* [Excerpt to read]
──────────
$168 Per Day Spent Per Welfare Houshold

Discussion in 'Politics' started by pspr, Dec 7, 2012.

  1. pspr


    That's like paying the head of the household more than $30 per hour for a 40 hour work week. Why should those people even look for work? There is no incentive to look for work.

    Pennsylvania also did a study that showed a single monther with 2 children making $29K per year had more income after adding in welfare than she could make even with a $69K job. So, why should they bother trying to better themselves?

    According to the Republican side of the Senate Budget Committee, welfare spending per day per household in poverty is $168, which is higher than the $137 median income per day. When broken down per hour, welfare spending per hour per household in poverty is $30.60, which is higher than the $25.03 median income per hour.

    "Based on data from the Congressional Research Service, cumulative spending on means-tested federal welfare programs, if converted into cash, would equal $167.65 per day per household living below the poverty level," writes the minority side of the Senate Budget Committee. "By comparison, the median household income in 2011 of $50,054 equals $137.13 per day. Additionally, spending on federal welfare benefits, if converted into cash payments, equals enough to provide $30.60 per hour, 40 hours per week, to each household living below poverty. The median household hourly wage is $25.03. After accounting for federal taxes, the median hourly wage drops to between $21.50 and $23.45, depending on a household’s deductions and filing status. State and local taxes further reduce the median household’s hourly earnings. By contrast, welfare benefits are not taxed."
──────────
* [Entries provided]

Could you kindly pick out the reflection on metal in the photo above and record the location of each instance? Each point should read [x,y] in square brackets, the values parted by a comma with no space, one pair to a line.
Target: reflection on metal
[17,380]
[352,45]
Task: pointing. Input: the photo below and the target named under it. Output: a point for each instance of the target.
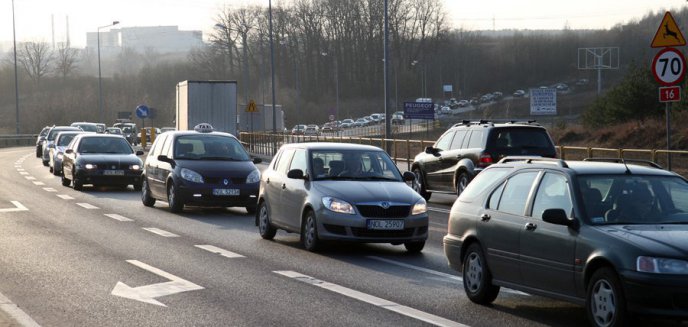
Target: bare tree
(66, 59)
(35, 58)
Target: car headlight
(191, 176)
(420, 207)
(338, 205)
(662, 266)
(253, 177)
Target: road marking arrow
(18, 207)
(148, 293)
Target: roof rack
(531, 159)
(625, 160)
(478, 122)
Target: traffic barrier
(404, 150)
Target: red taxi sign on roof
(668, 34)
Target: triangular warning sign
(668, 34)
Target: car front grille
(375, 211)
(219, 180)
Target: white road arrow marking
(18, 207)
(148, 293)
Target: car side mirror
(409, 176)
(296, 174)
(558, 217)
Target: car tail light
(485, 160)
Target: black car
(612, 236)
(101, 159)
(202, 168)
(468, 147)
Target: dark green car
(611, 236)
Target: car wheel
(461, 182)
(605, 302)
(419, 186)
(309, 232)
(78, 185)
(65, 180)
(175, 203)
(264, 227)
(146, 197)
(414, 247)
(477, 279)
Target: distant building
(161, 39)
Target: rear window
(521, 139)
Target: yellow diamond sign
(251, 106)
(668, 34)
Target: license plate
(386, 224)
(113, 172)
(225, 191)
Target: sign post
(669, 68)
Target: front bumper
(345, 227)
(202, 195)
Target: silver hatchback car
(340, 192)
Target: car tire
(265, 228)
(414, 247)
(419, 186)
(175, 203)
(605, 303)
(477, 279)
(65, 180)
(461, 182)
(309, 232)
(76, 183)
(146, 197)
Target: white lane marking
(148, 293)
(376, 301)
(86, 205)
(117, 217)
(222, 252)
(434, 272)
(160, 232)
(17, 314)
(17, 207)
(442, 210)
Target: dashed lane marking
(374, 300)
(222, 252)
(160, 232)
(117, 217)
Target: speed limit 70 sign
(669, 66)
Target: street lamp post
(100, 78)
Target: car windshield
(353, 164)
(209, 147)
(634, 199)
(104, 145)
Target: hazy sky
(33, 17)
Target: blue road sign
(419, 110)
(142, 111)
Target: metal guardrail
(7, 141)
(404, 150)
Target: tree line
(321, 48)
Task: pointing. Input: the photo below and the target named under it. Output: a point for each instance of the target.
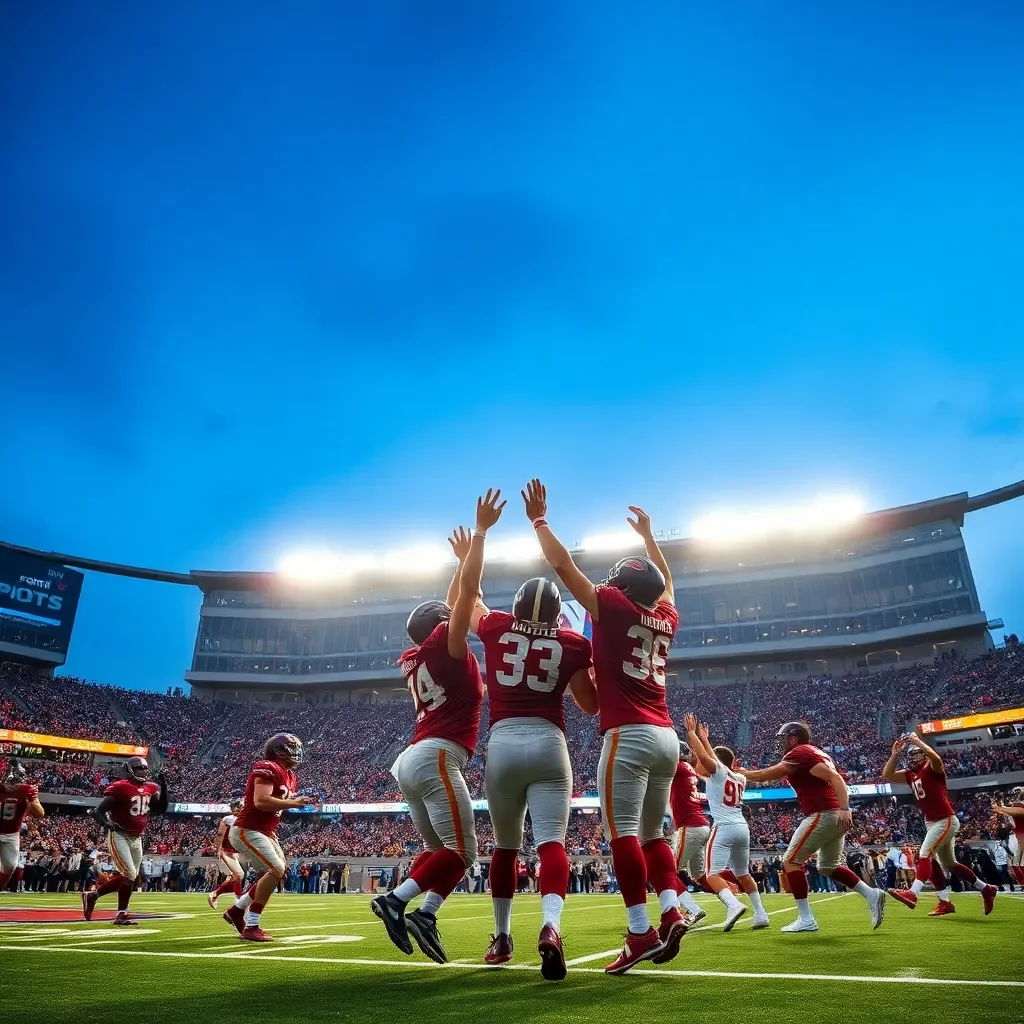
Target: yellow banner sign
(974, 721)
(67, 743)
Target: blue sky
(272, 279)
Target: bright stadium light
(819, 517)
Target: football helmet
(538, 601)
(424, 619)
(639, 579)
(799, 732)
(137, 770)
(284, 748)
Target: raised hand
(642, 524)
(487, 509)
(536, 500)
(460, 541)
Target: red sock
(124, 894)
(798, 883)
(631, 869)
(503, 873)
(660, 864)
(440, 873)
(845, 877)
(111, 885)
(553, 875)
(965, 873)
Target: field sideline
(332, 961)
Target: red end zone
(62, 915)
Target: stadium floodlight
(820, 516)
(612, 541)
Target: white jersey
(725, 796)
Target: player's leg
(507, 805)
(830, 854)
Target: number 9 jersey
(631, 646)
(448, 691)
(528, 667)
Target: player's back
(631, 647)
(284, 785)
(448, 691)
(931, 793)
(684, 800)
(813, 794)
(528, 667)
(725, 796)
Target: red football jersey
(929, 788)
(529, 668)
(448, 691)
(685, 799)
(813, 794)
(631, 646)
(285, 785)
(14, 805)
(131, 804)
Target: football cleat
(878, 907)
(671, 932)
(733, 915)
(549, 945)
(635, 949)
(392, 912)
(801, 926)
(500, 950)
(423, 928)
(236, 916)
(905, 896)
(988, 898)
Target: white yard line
──────────
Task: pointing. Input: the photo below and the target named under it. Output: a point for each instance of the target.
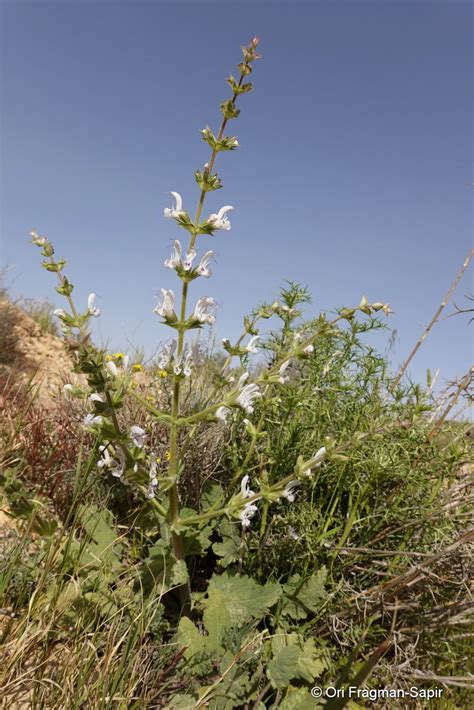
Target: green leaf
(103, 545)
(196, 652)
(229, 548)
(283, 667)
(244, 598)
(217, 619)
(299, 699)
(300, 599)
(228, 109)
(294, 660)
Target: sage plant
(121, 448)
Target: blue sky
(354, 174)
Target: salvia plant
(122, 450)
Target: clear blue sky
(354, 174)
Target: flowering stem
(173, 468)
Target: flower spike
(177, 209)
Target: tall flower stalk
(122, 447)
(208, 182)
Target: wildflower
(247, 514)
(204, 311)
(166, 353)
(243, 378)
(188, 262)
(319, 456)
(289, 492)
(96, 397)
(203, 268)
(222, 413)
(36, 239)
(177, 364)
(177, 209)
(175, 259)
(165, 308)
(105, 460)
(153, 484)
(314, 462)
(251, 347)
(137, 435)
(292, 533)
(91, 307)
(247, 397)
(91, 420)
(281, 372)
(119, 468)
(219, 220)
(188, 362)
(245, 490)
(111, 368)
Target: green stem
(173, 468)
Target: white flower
──────────
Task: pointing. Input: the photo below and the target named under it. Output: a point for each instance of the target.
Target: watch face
──────────
* [Assignment] Please decide whether each statement agrees with the forum post on welfare spending, and answer yes or no with the deciding words of the post quoted exactly. 1. The median household income in 2011 was $50,054. 2. The median household hourly wage is $30.60. 3. Welfare benefits are taxed. The listing is separate material and has no connection to the forum post on welfare spending.

* [Task output]
1. Yes: "the median household income in 2011 of $50,054 equals $137.13 per day."
2. No: "The median household hourly wage is $25.03."
3. No: "By contrast, welfare benefits are not taxed."